Short exercise –
Convert the lines of the entries below into a Markdown table with the columns "Row" and "Entry line," skipping blank lines. Begin at the line that has "Task: spot one point per instance of the machine base." and continue through the last line of the entries.

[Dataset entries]

★ ★ ★

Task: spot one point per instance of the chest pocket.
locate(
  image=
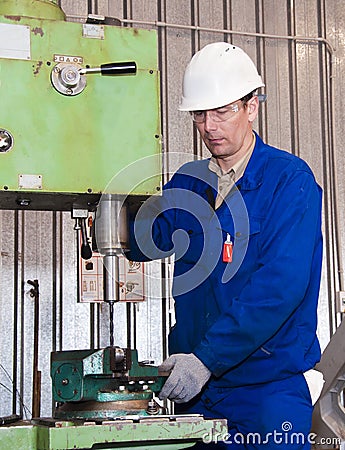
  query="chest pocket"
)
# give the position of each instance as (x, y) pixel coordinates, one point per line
(245, 253)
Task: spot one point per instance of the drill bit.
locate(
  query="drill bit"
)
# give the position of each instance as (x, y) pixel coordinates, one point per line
(111, 323)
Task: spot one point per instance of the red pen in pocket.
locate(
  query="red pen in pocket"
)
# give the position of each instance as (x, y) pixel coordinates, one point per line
(227, 249)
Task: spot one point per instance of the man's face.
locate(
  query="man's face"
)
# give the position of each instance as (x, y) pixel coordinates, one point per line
(228, 139)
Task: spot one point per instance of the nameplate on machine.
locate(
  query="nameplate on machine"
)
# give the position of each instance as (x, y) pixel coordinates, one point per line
(14, 41)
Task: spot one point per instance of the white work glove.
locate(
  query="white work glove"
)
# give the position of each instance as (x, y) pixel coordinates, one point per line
(188, 376)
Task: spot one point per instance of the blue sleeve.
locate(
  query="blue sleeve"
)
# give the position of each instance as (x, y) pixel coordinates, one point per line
(288, 274)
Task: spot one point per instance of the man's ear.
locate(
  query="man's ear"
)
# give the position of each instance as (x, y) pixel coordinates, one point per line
(253, 108)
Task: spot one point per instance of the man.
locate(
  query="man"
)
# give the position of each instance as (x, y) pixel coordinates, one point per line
(245, 228)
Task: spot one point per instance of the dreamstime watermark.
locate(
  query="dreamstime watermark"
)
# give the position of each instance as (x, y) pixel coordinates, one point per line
(285, 436)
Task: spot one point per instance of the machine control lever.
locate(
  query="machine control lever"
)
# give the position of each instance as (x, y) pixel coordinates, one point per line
(118, 68)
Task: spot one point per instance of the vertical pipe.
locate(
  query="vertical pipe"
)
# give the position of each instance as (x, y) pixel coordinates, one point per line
(15, 313)
(293, 91)
(61, 281)
(326, 95)
(54, 268)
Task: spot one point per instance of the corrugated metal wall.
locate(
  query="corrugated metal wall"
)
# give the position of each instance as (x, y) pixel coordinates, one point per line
(299, 50)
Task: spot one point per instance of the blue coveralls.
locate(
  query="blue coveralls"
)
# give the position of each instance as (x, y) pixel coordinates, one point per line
(251, 321)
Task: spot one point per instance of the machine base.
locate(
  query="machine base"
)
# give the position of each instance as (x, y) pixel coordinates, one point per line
(160, 432)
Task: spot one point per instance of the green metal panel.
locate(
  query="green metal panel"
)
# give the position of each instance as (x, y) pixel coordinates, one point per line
(77, 144)
(144, 434)
(21, 437)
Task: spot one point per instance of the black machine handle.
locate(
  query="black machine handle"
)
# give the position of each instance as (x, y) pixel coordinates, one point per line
(110, 69)
(122, 68)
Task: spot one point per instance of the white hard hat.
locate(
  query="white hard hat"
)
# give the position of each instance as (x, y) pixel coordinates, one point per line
(218, 74)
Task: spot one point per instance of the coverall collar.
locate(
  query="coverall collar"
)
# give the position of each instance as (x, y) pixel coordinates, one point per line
(253, 175)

★ ★ ★

Response for this exercise –
| Row | Entry line |
|---|---|
| 1 | Task: spot one point per instance of the machine base. |
| 2 | locate( |
| 3 |   query="machine base" |
| 4 | ) |
| 5 | # give the position of each instance as (x, y) pixel coordinates, one point per line |
| 6 | (160, 432) |
| 7 | Task: spot one point per instance of the green metal panel. |
| 8 | locate( |
| 9 |   query="green metal panel" |
| 10 | ) |
| 11 | # give the position of each instance as (x, y) pixel coordinates, one point per line |
| 12 | (77, 144) |
| 13 | (144, 434) |
| 14 | (21, 437) |
| 15 | Task: spot one point per instance of the black machine handle. |
| 16 | locate( |
| 17 |   query="black machine handle" |
| 18 | ) |
| 19 | # give the position of each instance as (x, y) pixel coordinates, one point per line |
| 20 | (110, 69) |
| 21 | (122, 68) |
| 22 | Task: spot one point per instance of the white hard hat. |
| 23 | locate( |
| 24 |   query="white hard hat" |
| 25 | ) |
| 26 | # give the position of each instance as (x, y) pixel coordinates, one point per line |
| 27 | (218, 74) |
| 28 | Task: spot one point per instance of the coverall collar. |
| 29 | locate( |
| 30 |   query="coverall collar" |
| 31 | ) |
| 32 | # give the position of each instance as (x, y) pixel coordinates, one point per line |
| 33 | (253, 175) |